Requirement: Continue the following piece on Harper's remarks about second-quarter credit union data, picking up after its final sentence.

Excerpt:
[Start of Attachment]
In addition, Harper said that while the credit loan growth was “generally good” over the last year it fell below “what we would expect quarterly loan growth to be. Additionally, there was a small quarter over quarter decline in insured shares of 0.5%. The decline would have been larger, but credit unions have increased their payouts for time deposits.”

The Biggest Takeaway

Overall, Harper said his biggest takeaway from the second quarter data is it’s a “tale of two types of credit union members, both of which represent risks that credit union must manage. On one side of the spectrum we have a group of members within the credit union system who have shifted deposits from regular shares and money market accounts into better paying share certificates. In all, total balances of share certificates in the credit union system have risen sizably over the last year, growing 69% during the last 12 months.

“While that's good news for credit union members with discretionary funds it creates interest rate and liquidity risk that credit unions must carefully manage going forward,” Harper continued. “On the other side of the spectrum we are seeing credit union members with growing financial stress. Delinquency rates are rising on most types of loan products, including credit cards and auto loans, and with tighter household budgets we also saw regular shares in savings accounts fall by 11% during the last year as these members drew down their savings built up from pandemic relief programs.”

Lower Balances, Higher Balances

Harper said the data show the average credit union member deposit balance in the second quarter was $13,632, $351 less than one year earlier, and that before adjusting for the inflation.

“During the last year credit card balances (have) also elevated (up 14%) and are higher than what we should expect in the typical second quarter,” Harper said. “During the last year the number and amount of short-term, small dollar loans offered by federal credit unions through the NCAA Payday Alternative Loans (PALs) product is up 23% year over year.”

Harper reminded that higher balances on credit cards and PALs are signs of “household stress,” and that moreover balances on home equity lines of credit and other second liens have also increased 34% during the last four quarters.
[End of Attachment]
Supplied material:
[Start of Attachment]
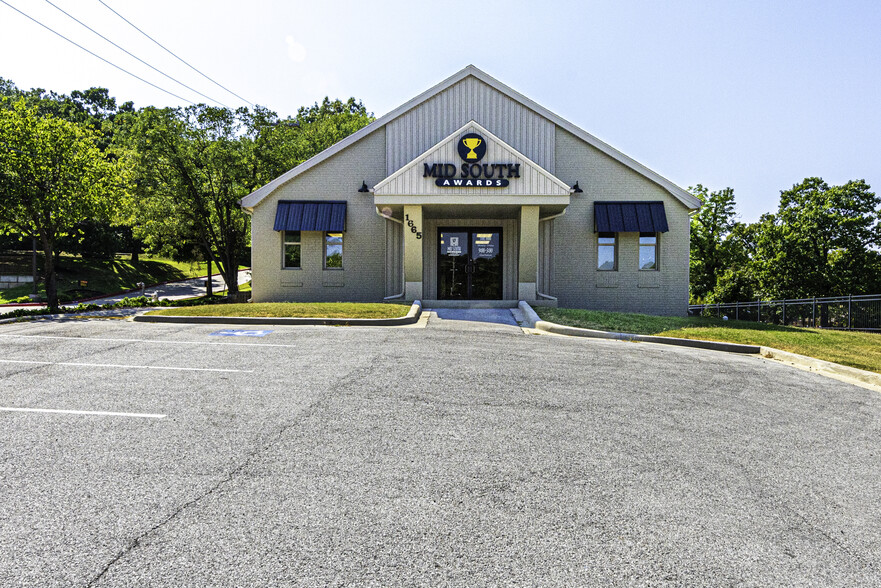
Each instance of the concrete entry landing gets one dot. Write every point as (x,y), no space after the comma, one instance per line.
(484,319)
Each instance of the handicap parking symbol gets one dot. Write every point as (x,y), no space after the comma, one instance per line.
(240,333)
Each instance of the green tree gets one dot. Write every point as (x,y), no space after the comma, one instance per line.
(195,164)
(192,169)
(281,144)
(52,176)
(712,251)
(823,241)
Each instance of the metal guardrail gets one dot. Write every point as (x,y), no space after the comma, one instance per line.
(856,313)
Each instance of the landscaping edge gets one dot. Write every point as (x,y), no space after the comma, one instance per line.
(410,318)
(826,368)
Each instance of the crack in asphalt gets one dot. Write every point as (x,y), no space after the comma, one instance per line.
(249,458)
(866,563)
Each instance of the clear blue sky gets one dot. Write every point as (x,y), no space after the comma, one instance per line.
(751,95)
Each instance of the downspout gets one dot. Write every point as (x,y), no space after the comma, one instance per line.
(403,283)
(541,220)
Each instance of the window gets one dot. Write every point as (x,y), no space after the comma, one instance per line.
(648,251)
(292,249)
(333,251)
(607,251)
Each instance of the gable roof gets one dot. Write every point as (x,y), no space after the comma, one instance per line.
(254,198)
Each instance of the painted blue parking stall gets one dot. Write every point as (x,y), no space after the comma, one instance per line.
(240,333)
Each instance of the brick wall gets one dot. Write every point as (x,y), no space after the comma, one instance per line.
(363,276)
(575,280)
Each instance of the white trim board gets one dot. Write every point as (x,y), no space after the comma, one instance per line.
(254,198)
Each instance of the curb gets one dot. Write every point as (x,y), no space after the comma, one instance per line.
(548,327)
(411,317)
(826,368)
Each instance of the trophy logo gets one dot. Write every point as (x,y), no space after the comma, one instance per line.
(472,147)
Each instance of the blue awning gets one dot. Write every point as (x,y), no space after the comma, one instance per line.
(630,217)
(310,215)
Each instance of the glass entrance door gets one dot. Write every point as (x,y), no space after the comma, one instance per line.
(469,264)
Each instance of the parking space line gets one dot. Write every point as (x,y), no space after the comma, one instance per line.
(159,341)
(140,415)
(125,366)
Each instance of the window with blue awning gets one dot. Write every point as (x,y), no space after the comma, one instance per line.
(310,215)
(629,217)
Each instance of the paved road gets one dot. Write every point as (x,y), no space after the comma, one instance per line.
(465,454)
(171,291)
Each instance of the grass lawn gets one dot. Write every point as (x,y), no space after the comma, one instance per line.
(852,348)
(106,276)
(293,309)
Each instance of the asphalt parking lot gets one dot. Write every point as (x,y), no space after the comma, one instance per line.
(460,454)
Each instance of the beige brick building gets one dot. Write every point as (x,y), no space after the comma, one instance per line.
(473,194)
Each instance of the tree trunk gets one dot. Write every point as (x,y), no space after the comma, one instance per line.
(49,271)
(229,269)
(209,283)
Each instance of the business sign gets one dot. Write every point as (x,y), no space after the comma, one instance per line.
(471,173)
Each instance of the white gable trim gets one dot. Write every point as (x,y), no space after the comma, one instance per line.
(561,188)
(254,198)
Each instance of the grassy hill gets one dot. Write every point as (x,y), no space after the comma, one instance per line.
(84,278)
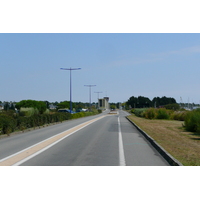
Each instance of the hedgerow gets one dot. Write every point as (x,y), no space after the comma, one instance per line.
(192,121)
(16,122)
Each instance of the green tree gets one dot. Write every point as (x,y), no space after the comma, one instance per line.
(40,105)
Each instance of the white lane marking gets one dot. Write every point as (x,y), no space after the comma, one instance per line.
(31,156)
(122,161)
(44,149)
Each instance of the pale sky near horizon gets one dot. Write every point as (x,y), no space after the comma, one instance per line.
(120,65)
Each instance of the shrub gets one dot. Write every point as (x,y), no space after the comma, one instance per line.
(179,115)
(192,121)
(139,112)
(150,113)
(162,114)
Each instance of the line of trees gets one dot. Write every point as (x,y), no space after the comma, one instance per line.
(145,102)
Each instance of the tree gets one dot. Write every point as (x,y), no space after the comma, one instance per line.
(64,104)
(40,105)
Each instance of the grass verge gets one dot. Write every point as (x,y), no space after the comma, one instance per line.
(170,134)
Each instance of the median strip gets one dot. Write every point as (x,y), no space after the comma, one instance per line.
(28,153)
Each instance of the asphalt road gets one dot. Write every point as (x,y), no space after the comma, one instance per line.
(102,140)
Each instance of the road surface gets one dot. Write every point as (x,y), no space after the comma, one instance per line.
(101,140)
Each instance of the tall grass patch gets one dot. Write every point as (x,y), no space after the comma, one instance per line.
(192,121)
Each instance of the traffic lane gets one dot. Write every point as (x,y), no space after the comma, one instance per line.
(13,144)
(95,145)
(138,151)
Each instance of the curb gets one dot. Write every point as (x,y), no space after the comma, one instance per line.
(169,158)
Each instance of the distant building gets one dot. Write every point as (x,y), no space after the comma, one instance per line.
(104,103)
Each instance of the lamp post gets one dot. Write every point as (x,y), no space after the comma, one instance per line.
(98,97)
(90,93)
(70,84)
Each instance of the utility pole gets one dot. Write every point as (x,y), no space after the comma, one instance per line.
(90,93)
(70,84)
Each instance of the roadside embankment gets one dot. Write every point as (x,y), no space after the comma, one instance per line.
(176,145)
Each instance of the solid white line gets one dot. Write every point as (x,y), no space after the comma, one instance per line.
(122,161)
(44,149)
(29,157)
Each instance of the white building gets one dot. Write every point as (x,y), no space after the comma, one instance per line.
(104,103)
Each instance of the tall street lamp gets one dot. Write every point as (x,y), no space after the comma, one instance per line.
(90,92)
(98,97)
(70,84)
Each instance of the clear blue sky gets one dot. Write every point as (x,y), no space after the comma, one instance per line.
(121,65)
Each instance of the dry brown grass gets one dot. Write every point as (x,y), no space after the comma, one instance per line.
(182,145)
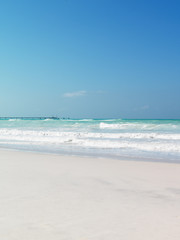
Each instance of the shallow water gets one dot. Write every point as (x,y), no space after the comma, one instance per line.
(98,137)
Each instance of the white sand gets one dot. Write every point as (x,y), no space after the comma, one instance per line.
(49,197)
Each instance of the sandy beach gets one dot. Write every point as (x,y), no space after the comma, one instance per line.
(46,196)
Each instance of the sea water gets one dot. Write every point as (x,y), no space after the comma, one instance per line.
(153,139)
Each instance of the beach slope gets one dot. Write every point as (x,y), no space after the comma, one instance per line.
(44,196)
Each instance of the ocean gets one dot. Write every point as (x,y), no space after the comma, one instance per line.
(146,139)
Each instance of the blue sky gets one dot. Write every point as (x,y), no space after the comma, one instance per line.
(90,59)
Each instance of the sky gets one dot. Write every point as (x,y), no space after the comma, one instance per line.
(90,59)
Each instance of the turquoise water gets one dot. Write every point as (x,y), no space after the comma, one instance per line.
(159,139)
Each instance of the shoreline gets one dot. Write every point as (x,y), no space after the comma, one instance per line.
(46,196)
(98,156)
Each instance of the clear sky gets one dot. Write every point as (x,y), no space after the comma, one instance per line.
(90,58)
[End of Attachment]
Exercise answer:
“In some cases those balance increases are indicative of households having financial difficulties,” the chairman stated. “With rising household financial stress, credit unions need to carefully manage their credit risks going forward. Early intervention at the onset of a delinquency can prevent that delinquency from growing into a charge-off.”

Harper said examiners will not “criticize” any credit union's efforts to provide “prudent relief to borrowers when such efforts are conducted in a reasonable manner with proper controls and management oversight.”

Other Issues Addressed

Other points made by Harper during his call with the media following release of the Q2 data:

  • The number of federally insured credit unions declined by 26 during the second quarter, which is the smallest quarterly decline since the fourth quarter of 2005.
  • Harper reminded that payments on federally guaranteed student loans will resume in October after a long hiatus, and that “households operating at the margins…could face tough budgeting decisions, including deciding whether to pay their government student loan, their auto loan, their credit card, their mortgage or their private student loan. “Credit unions should carefully monitor any changes in loan performance that may be related to this reinstitution of payments and work with members experiencing problems,” the chairman said.
  • Harper reminded that during the pandemic overall credit scores rose as a result of the government stimulus payments. But those programs also served to “mask” problems that may be starting to be reveal themselves, meaning some members’ credit scores may not be as good as initially thought to be.
  • Harper said there as been a “recovery from the first quarter” among credit unions when it comes to liquidity pressures. But there are some concerns.  “We do have individual credit unions with quality issues, including the number of credit unions with more than a billion dollars in assets, and we are working with them to help them to manage their liquidity risks and to take earlier actions so that those potential liquidity risks don't grow into actual problems,” Harper said.